Supplied records —
==============================

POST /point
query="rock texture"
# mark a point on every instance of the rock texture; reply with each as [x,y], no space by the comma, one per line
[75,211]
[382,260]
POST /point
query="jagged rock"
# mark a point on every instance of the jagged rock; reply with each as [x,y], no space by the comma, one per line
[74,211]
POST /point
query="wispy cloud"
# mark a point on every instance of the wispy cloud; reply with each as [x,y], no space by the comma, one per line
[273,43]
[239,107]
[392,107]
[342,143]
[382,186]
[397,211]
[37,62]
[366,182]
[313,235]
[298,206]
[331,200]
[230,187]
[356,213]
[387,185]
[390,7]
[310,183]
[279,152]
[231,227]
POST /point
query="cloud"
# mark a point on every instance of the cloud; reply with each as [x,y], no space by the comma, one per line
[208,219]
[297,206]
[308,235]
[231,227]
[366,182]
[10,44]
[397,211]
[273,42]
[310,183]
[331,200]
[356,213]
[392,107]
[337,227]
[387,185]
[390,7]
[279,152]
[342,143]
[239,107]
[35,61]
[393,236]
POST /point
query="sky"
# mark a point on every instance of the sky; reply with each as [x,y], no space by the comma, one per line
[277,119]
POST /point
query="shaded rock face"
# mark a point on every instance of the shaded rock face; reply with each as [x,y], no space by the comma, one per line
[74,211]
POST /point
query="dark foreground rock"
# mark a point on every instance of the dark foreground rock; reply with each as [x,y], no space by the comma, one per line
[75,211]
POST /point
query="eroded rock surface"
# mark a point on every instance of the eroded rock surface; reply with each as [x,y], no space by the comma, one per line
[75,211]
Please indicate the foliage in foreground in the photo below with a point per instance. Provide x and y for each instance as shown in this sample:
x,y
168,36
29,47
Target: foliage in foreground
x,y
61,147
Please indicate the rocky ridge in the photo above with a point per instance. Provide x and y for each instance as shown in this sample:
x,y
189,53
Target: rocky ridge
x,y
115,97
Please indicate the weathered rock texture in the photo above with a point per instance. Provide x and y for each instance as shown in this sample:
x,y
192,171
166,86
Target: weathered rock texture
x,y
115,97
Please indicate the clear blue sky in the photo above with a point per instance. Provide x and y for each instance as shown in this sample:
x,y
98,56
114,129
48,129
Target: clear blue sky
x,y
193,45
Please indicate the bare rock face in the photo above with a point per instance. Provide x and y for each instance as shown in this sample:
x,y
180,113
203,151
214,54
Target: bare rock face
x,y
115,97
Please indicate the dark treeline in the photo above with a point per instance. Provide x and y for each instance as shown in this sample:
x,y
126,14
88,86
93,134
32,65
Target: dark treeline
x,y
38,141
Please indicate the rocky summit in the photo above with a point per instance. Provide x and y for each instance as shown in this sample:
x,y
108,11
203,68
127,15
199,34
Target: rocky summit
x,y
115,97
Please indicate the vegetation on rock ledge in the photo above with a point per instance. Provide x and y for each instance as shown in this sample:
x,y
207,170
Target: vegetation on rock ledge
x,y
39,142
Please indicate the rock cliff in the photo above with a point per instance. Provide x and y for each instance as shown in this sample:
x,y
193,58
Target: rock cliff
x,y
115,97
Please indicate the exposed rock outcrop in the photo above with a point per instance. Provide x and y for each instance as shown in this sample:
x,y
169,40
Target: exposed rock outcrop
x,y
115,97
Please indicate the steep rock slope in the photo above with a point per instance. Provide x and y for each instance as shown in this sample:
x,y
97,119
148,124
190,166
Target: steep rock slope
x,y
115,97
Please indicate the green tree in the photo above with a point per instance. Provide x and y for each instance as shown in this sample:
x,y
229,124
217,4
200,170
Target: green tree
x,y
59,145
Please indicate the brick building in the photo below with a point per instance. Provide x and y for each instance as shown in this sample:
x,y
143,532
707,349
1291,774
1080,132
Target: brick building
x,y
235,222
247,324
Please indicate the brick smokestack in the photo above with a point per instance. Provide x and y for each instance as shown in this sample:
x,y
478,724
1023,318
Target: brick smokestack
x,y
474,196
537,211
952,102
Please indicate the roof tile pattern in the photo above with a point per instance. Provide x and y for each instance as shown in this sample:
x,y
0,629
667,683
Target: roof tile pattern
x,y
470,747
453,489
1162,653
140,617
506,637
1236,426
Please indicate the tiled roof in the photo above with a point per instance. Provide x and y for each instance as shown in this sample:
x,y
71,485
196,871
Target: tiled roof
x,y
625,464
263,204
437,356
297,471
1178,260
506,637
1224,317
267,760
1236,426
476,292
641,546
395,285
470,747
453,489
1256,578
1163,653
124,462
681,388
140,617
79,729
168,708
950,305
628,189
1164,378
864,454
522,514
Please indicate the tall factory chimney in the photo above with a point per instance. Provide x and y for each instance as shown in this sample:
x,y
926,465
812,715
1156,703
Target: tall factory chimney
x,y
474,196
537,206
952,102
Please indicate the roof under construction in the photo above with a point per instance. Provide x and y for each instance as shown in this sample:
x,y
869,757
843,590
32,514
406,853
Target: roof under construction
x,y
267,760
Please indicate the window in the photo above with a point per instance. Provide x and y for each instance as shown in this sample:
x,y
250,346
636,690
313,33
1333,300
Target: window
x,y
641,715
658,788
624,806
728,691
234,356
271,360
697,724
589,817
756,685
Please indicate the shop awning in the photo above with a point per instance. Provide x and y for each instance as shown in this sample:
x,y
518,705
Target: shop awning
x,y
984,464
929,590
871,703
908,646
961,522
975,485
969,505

==============================

What this task involves —
Read the listing line by line, and copy each line in which the word "below" is found.

Task output —
Please indicate the foliage in foreground in the photo below with a point per instance. Provide x and y for each instance as shown in this sample:
Please indicate the brick building in the photo below with a point per instance. Provide x and y for each instance as shown in this sample:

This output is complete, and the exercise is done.